Exercise task: Write out each entry, exactly the way it appears.

--- Start Data for the task ---

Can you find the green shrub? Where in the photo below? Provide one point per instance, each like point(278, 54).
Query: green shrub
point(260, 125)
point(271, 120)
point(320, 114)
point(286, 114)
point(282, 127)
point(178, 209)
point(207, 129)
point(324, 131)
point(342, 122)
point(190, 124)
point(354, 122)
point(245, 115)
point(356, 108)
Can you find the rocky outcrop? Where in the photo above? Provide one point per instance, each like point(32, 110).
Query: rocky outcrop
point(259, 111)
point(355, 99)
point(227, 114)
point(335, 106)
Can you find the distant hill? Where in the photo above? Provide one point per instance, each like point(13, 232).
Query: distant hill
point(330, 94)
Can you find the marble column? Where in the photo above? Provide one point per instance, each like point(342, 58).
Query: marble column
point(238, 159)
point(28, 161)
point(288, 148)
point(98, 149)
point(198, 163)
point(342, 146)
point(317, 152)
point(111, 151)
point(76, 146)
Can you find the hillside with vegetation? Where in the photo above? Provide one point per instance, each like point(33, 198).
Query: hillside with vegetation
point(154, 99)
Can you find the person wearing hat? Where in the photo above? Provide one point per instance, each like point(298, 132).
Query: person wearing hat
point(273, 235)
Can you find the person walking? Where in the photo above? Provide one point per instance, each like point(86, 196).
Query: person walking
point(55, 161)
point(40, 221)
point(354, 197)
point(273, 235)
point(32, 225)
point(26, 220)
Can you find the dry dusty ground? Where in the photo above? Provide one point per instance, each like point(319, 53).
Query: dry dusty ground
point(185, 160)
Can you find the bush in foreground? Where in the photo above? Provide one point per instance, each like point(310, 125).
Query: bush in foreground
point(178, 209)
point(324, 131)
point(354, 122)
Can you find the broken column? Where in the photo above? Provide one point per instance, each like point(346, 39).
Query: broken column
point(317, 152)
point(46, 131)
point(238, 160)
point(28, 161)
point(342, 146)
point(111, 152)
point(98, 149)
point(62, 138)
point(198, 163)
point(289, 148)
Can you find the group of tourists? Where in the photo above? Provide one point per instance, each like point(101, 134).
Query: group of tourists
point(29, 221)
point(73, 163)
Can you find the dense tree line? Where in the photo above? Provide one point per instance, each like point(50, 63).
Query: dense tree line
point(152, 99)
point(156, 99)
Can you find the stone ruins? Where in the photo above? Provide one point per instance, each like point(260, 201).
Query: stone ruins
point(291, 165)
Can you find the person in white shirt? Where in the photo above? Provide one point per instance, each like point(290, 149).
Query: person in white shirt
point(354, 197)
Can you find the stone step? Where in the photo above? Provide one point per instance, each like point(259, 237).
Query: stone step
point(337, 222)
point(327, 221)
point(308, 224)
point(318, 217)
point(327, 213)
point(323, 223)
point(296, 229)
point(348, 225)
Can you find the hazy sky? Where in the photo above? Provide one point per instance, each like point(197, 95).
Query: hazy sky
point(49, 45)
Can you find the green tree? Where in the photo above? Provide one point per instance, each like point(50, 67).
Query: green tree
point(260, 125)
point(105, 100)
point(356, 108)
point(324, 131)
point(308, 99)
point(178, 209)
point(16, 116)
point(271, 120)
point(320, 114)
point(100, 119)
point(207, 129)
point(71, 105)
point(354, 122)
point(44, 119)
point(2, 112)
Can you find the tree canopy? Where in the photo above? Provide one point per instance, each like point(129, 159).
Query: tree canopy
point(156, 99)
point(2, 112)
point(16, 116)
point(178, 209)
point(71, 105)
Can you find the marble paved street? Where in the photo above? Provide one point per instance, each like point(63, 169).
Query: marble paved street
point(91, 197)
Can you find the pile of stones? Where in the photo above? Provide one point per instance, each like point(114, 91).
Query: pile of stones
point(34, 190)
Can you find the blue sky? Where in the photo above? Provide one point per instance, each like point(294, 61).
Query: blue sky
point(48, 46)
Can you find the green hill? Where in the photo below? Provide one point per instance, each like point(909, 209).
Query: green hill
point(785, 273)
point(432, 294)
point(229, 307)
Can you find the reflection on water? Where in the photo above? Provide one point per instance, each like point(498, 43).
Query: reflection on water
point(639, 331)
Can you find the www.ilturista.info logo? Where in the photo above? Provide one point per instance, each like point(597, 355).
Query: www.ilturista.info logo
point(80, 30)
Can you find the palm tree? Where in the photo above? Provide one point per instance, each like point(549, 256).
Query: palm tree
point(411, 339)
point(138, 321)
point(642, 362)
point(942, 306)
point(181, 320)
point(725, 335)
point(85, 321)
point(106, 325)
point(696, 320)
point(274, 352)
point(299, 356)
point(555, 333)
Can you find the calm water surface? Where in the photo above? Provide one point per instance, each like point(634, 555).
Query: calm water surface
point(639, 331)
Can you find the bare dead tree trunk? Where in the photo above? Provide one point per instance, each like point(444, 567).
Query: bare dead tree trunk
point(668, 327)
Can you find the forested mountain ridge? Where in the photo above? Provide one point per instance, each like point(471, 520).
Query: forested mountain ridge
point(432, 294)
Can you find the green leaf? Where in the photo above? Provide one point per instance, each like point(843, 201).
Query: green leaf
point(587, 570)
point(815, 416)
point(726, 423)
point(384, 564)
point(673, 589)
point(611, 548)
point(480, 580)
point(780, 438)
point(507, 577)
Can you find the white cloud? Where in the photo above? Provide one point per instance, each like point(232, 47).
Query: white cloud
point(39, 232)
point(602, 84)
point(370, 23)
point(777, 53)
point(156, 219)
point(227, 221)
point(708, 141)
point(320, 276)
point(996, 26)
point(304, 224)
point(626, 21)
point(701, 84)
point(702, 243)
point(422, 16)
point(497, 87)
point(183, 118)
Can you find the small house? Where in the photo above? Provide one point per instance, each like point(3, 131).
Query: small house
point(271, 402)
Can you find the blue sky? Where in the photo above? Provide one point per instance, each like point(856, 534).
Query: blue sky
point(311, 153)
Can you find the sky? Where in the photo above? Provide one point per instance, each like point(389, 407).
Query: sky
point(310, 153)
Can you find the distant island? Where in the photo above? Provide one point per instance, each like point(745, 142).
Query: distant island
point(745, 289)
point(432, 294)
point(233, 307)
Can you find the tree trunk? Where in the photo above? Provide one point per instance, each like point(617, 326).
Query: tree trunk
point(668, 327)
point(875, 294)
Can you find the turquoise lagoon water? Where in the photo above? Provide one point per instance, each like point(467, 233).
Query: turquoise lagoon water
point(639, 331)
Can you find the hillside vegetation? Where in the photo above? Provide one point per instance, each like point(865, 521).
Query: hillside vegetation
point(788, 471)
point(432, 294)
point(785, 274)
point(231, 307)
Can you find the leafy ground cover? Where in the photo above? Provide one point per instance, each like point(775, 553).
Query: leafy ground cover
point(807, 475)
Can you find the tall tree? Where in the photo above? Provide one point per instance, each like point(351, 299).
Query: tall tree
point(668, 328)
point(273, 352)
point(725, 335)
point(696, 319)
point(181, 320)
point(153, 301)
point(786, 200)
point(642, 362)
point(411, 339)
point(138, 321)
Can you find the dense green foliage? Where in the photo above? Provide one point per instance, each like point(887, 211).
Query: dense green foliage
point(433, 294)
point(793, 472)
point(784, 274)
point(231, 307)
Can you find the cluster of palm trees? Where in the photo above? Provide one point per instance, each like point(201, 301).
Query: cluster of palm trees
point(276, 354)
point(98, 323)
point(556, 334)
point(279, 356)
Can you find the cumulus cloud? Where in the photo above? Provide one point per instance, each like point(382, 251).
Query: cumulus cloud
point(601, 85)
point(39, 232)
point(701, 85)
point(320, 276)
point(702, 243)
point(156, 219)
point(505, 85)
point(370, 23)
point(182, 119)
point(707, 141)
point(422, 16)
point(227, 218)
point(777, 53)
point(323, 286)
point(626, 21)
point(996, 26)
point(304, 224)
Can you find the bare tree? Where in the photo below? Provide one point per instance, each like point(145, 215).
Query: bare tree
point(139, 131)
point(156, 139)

--- End Data for the task ---

The reply:
Can you find the green shrub? Where in the photo below? Provide one point per instance, each like point(278, 54).
Query: green shrub
point(260, 125)
point(271, 120)
point(320, 114)
point(286, 114)
point(282, 127)
point(178, 209)
point(207, 129)
point(324, 131)
point(342, 122)
point(190, 124)
point(354, 122)
point(245, 115)
point(356, 108)
Can you find the rocky outcrop? Where in the photo above? Provide one point per instance, each like point(32, 110).
Query: rocky outcrop
point(259, 111)
point(355, 99)
point(227, 114)
point(335, 106)
Can you find the distant hill? Where in the photo above? Provide one point per instance, each like point(13, 232).
Query: distant hill
point(330, 94)
Can you find the marble column? Where in the photo above? Provide one point per instance, each like point(342, 58).
Query: marble column
point(238, 159)
point(28, 161)
point(288, 148)
point(98, 149)
point(198, 163)
point(342, 146)
point(317, 152)
point(111, 151)
point(76, 146)
Can you find the hillside with vegetation? Where in the photo above? Provide one point per instance, each like point(33, 198).
Query: hillside with vegetation
point(154, 99)
Can you find the person wearing hat? Where in the photo above? Provide one point per instance, each like point(298, 132).
Query: person wearing hat
point(273, 235)
Can you find the person walking? Where in the photo above? Provide one point per instance, each like point(86, 196).
Query: person walking
point(55, 161)
point(40, 221)
point(354, 197)
point(273, 235)
point(32, 225)
point(26, 220)
Can you find the dry dusty ground? Where in the photo above? Provide one point per instance, each like point(319, 53).
Query: dry dusty ground
point(185, 160)
Can you find the bush in foreground? Where in the photo above? Provide one point per instance, each like point(310, 125).
Query: bush in foreground
point(178, 209)
point(324, 131)
point(354, 122)
Can you find the broken column? Where in the photo above? Provide one point per instance, each like point(346, 39).
Query: broken column
point(317, 152)
point(46, 131)
point(238, 160)
point(28, 161)
point(342, 146)
point(111, 152)
point(98, 149)
point(62, 138)
point(198, 163)
point(289, 148)
Can you find the group of tourists? Where in the photo above? Provide one point per instance, each like point(101, 134).
Query: group of tourists
point(29, 221)
point(73, 163)
Can you find the dense tree line? Where in the photo above? Provide one point per instance, each like point(50, 63).
Query: dense tree line
point(152, 99)
point(156, 99)
Can you find the stone ruins? Where in the photo above? Provide one point per instance, each like point(260, 201).
Query: stone ruins
point(291, 165)
Can you find the person in white shirt? Where in the photo above? Provide one point per instance, each like point(290, 149).
Query: person in white shirt
point(354, 197)
Can you find the stone step? Where in the photo above? Provide one point per instance, each like point(259, 237).
Query: stone step
point(337, 222)
point(327, 221)
point(308, 224)
point(318, 217)
point(327, 213)
point(323, 223)
point(296, 229)
point(348, 225)
Can you find the hazy sky? Where in the photo above? Provide one point per instance, each like point(197, 95).
Query: hazy sky
point(49, 45)
Can you find the green tree? Where in the photo above? Provide one point per instance, each like point(50, 67).
Query: green tree
point(260, 125)
point(105, 100)
point(356, 108)
point(324, 131)
point(308, 99)
point(178, 209)
point(16, 116)
point(271, 120)
point(320, 114)
point(100, 119)
point(207, 129)
point(71, 105)
point(354, 122)
point(44, 119)
point(2, 112)
Can you find the tree canopy? Where in the photo above? Provide one point per instance, each like point(129, 159).
Query: tree canopy
point(156, 99)
point(2, 112)
point(16, 116)
point(178, 209)
point(71, 105)
Can you find the marble paved street? Where in the photo above? Provide one point per instance, each like point(63, 169).
Query: marble paved street
point(91, 197)
Can you find the pile of stones? Where in the photo above? Provide one point per instance, each like point(114, 91).
Query: pile of stones
point(34, 190)
Can you find the blue sky? Where in the photo above? Provide one point per instance, each like point(294, 61).
Query: blue sky
point(48, 46)
Can you find the green hill? Where in the photo below? Provide one point per instance, each like point(909, 209).
Query: green hill
point(785, 273)
point(432, 294)
point(229, 307)
Can you find the reflection on water? Where in the photo above? Provide one point per instance, each like point(498, 43).
Query: reflection on water
point(639, 331)
Can you find the www.ilturista.info logo? Where in the photo above? Provide one point per instance, each like point(597, 355).
Query: www.ilturista.info logo
point(80, 30)
Can you find the palm tree? Where in the photo above? Provide one point per instance, each like point(549, 256).
Query: palm tree
point(411, 339)
point(138, 321)
point(642, 362)
point(942, 306)
point(181, 320)
point(725, 335)
point(85, 321)
point(106, 325)
point(696, 320)
point(274, 352)
point(299, 356)
point(555, 333)
Can you find the calm water surface? Where in the photo above? Provide one point per instance, each like point(634, 555).
Query: calm water surface
point(639, 331)
Can you find the bare dead tree trunk? Where in the photo above? Provide one point per instance, each like point(444, 567).
Query: bare dead tree trunk
point(668, 327)
Can you find the forested mountain ridge? Where in the photo above? Provide one point per instance, each like point(471, 520).
Query: forested mountain ridge
point(432, 294)
Can you find the green leaf? Where in the photo above? Provide one point per instance, each like point(843, 201).
Query: green leaf
point(587, 570)
point(815, 416)
point(726, 423)
point(384, 564)
point(673, 589)
point(611, 548)
point(480, 580)
point(780, 438)
point(507, 577)
Can you find the white cloud? Where in the photo above? Provide one point per instance, each like point(232, 47).
Query: white cloud
point(39, 232)
point(602, 84)
point(370, 23)
point(777, 53)
point(156, 219)
point(227, 221)
point(708, 141)
point(320, 276)
point(996, 26)
point(304, 224)
point(626, 21)
point(701, 84)
point(702, 243)
point(422, 16)
point(497, 87)
point(183, 118)
Can you find the small house? Where in the photo above? Provide one point per instance, each like point(3, 131).
Query: small house
point(271, 402)
Can you find the blue sky? Where in the photo above? Provide one point per instance, each like point(856, 534).
Query: blue sky
point(311, 153)
Can you find the sky? Where in the photo above? Provide one point per instance, each like point(389, 407).
Query: sky
point(310, 153)
Can you find the distant island? Where in the photo above? Provide one point per instance, each like point(745, 142).
Query: distant island
point(745, 289)
point(432, 294)
point(233, 307)
Can you find the tree trunk? Where in the photo above? Provide one point per instance, each like point(617, 326).
Query: tree trunk
point(668, 327)
point(875, 294)
Can you find the turquoise lagoon water? Where in the photo above? Provide one point per instance, each like point(467, 233).
Query: turquoise lagoon water
point(639, 331)
Can you find the hillside vegetation? Where in the photo above? Provide one point per instance, each like point(865, 521).
Query: hillside vegetation
point(788, 471)
point(432, 294)
point(785, 274)
point(231, 307)
Can you find the leafy ground cover? Where in the photo above? Provide one point per instance, each like point(775, 553).
Query: leafy ground cover
point(807, 475)
Can you find the tall tree? Where in the photo above? Provide one point per instance, each like point(351, 299).
Query: tall tree
point(668, 328)
point(273, 352)
point(725, 335)
point(696, 319)
point(181, 320)
point(153, 301)
point(786, 200)
point(642, 362)
point(411, 339)
point(138, 321)
Can you find the dense green foliage? Where in the photo above? Provide one point per instance, each like point(887, 211).
Query: dense green foliage
point(433, 294)
point(793, 472)
point(784, 274)
point(231, 307)
Can you find the cluster of palm trees? Where in the photo above? Provide one point per instance, each like point(201, 301).
Query: cluster of palm trees
point(276, 354)
point(98, 323)
point(556, 334)
point(279, 356)
Can you find the cumulus cloud? Where in the photo above? Provide one point per instance, each like point(382, 251).
Query: cumulus cloud
point(601, 85)
point(39, 232)
point(701, 85)
point(320, 276)
point(702, 243)
point(156, 219)
point(505, 85)
point(370, 23)
point(182, 119)
point(707, 141)
point(422, 16)
point(227, 218)
point(777, 53)
point(323, 286)
point(626, 21)
point(996, 26)
point(304, 224)
Can you find the bare tree? Where in the photo below? Provide one point per instance, each like point(145, 215).
Query: bare tree
point(139, 131)
point(156, 139)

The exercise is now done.